=== EXTRAIT DE PAGE ===

Novalis, entre poésie & réel absolu

Partant du postulat, énoncé par Novalis, que la poésie élève chaque individu à la totalité à travers une opération de connexion qui lui est propre, l’on ne peut qu’être saisi d’une petite chair de poule à l’ouverture de ce petit livre qui recèle tant d’explosions cachées qui vont, au fil de notre lecture, fissurer le vernis sociétal et laisser, enfin, apparaître le lustre d’une peau tannée par tant d’inconvenances faites à sa personne. Quel individu, normalement constitué, peut survivre dans notre monde contemporain ? Qui parvient à supporter l’innommable et l’immonde quotidien sans risquer de devenir fou, sauf à verser dans le mièvre de la guimauve servie par des médias encombrants, puisque désormais les vessies sont nos lanternes…

 

Urgence donc à revenir à l’essentiel, à passer à plus sérieux après cette partie d’échecs qui, quelle qu’en soit la tournure et la finalité recherchée, ne finira jamais. Autant baisser la garde, abdiquer et, sans couronne mais avec la foi, se ruer dans la félicité d’une harmonie, même temporelle, même vouée au désastre comme tout ce qui a trait à la Beauté, mais au moins l’on aura vécu, senti, joui d’un réel possible, d’un bonheur imprégné de vérité, ici-bas, malgré le chaos dominant et l’invasion des esprits par la suie nauséeuse des idéaux préfabriqués.

 

Devenir un homme est un art.

=== INFORMATIONS FOURNIES ===

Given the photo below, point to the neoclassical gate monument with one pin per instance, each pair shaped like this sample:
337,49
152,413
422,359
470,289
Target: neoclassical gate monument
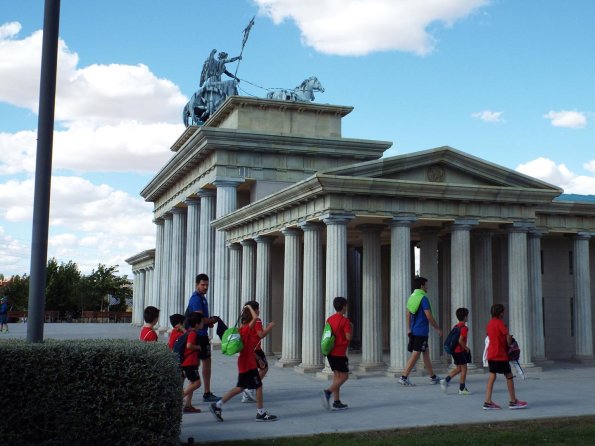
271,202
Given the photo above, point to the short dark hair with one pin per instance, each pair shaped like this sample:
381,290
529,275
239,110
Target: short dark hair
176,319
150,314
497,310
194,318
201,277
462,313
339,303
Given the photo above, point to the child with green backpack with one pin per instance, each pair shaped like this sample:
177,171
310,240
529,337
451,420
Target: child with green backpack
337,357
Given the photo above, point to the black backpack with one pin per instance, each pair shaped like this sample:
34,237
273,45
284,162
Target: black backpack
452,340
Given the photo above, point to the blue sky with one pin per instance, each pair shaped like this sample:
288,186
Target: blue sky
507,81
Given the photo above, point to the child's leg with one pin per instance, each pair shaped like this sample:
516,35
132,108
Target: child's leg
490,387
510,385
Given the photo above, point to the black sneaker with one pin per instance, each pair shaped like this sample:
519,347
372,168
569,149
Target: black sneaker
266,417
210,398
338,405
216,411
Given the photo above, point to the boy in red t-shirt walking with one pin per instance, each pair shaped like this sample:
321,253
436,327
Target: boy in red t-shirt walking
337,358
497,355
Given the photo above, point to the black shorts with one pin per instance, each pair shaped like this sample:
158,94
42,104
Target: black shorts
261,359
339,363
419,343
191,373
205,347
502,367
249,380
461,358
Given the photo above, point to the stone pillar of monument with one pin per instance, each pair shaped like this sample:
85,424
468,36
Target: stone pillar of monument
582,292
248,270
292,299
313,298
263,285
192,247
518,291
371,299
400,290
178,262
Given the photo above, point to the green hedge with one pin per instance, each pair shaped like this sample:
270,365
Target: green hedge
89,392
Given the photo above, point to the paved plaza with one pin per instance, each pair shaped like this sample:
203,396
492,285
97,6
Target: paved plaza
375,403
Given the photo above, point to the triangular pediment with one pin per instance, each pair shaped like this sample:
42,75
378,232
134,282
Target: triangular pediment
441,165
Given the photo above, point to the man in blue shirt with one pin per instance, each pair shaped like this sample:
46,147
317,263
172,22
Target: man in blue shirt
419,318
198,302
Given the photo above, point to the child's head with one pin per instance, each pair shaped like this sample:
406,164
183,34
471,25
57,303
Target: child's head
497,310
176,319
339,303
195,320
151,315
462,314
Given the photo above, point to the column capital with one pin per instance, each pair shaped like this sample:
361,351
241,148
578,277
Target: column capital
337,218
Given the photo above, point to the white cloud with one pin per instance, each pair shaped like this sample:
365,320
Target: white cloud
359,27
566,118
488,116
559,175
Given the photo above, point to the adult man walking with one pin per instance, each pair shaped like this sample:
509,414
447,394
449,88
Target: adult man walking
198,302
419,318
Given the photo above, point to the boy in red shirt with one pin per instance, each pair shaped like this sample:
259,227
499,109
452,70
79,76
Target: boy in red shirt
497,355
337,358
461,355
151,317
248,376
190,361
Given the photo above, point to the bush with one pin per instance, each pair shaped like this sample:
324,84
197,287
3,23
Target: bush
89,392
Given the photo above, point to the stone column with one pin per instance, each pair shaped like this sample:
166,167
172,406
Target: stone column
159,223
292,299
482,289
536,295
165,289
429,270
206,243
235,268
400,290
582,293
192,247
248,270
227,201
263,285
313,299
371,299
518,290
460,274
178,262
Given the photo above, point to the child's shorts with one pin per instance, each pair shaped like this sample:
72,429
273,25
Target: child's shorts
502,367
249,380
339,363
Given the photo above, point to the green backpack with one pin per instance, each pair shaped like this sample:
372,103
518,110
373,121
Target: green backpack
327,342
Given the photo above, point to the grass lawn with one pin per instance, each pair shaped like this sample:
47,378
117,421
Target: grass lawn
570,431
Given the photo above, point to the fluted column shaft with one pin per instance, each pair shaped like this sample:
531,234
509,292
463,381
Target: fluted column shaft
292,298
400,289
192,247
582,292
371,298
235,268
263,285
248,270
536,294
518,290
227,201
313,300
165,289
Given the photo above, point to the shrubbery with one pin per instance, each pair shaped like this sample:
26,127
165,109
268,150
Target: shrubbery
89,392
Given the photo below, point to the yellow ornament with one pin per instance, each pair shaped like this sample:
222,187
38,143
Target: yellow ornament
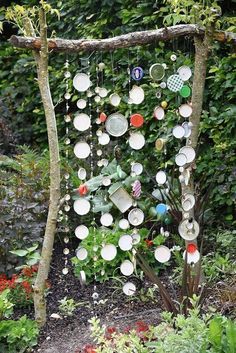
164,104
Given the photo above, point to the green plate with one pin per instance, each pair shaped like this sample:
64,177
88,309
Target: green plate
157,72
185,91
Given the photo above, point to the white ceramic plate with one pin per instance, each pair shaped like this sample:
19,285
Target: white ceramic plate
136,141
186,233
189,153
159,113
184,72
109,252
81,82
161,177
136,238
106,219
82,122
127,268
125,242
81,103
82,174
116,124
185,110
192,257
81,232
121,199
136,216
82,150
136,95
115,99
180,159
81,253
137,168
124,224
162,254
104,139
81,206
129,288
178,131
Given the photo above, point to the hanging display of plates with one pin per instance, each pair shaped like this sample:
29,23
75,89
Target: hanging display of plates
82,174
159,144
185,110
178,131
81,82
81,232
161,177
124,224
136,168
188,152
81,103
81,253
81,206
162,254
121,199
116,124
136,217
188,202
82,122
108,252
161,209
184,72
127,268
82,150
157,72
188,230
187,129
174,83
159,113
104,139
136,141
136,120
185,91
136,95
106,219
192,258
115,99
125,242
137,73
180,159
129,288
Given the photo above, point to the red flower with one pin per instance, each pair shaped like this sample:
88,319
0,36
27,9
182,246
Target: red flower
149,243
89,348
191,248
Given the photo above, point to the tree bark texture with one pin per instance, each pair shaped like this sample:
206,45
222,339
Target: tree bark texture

===

◆ **CONSIGNE ÉCRITE**: Selon l'extrait sur Novalis, que fait la poésie d'après le postulat énoncé par ce dernier ? Ces entrées n'ont aucun rôle ici.

◆ **RÉSULTAT OBTENU**: Elle élève chaque individu à la totalité à travers une opération de connexion qui lui est propre.